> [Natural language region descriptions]

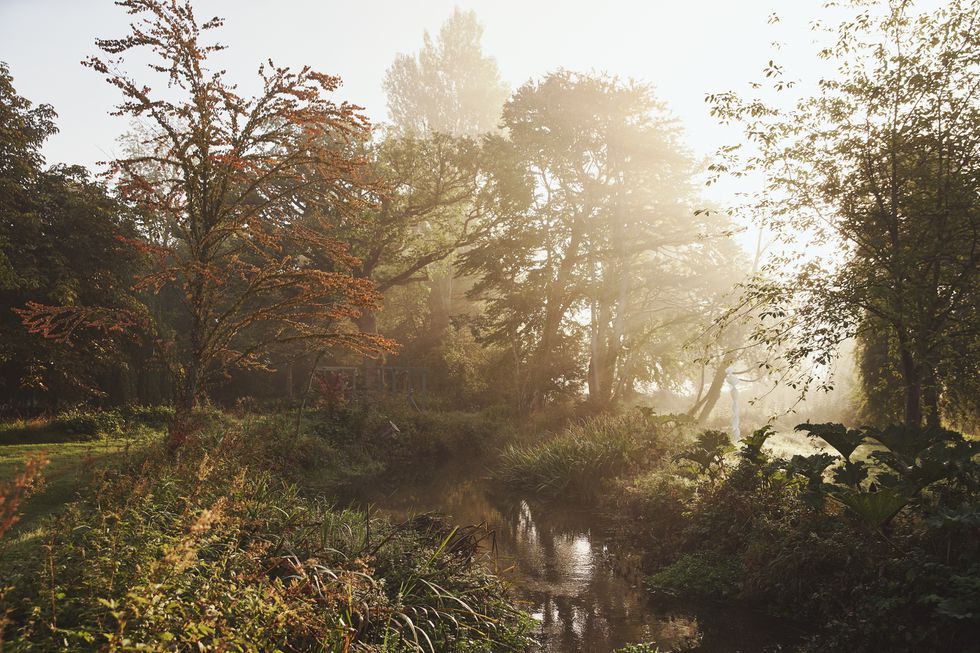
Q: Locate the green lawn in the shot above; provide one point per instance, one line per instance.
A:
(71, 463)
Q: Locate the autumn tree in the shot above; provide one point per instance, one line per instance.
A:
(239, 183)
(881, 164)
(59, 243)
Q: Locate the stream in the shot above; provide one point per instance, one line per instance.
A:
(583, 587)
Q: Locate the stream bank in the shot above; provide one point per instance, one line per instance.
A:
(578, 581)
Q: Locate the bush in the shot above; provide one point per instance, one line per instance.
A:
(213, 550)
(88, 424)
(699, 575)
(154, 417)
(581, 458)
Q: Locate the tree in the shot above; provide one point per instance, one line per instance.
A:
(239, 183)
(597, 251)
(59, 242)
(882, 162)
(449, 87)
==
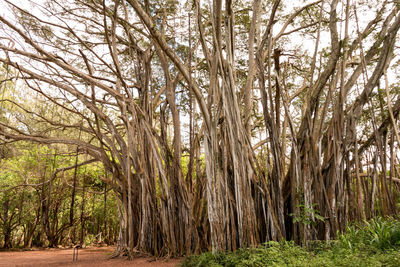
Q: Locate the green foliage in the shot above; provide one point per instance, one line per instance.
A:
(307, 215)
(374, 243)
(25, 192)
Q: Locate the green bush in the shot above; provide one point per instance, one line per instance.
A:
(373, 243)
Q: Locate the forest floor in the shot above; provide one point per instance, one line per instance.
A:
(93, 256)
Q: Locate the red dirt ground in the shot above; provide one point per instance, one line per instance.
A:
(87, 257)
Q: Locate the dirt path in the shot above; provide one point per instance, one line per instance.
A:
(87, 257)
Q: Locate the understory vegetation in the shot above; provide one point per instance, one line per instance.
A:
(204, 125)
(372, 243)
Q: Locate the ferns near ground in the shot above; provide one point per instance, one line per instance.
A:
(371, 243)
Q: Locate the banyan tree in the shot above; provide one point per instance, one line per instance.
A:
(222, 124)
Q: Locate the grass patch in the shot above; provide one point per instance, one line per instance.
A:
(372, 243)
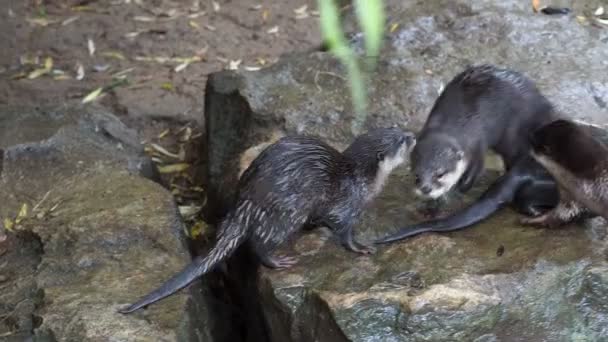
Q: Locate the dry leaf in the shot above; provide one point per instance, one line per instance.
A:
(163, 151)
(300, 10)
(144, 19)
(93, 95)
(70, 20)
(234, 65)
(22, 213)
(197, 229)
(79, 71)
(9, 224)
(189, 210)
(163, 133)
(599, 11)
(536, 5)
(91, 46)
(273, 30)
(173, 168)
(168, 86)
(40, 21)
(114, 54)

> [BRIEF]
Among the lines above, please find those with "green" and copy them.

> [PROBLEM SOLUTION]
Q: Locate the green lawn in the shot above; provide one point per instance, one line per instance.
Q: Locate the green foliage in the shot above; provide one point per instance, one line per instance.
Q: Locate the green bush in the shot above; provide one point per instance, one line per instance.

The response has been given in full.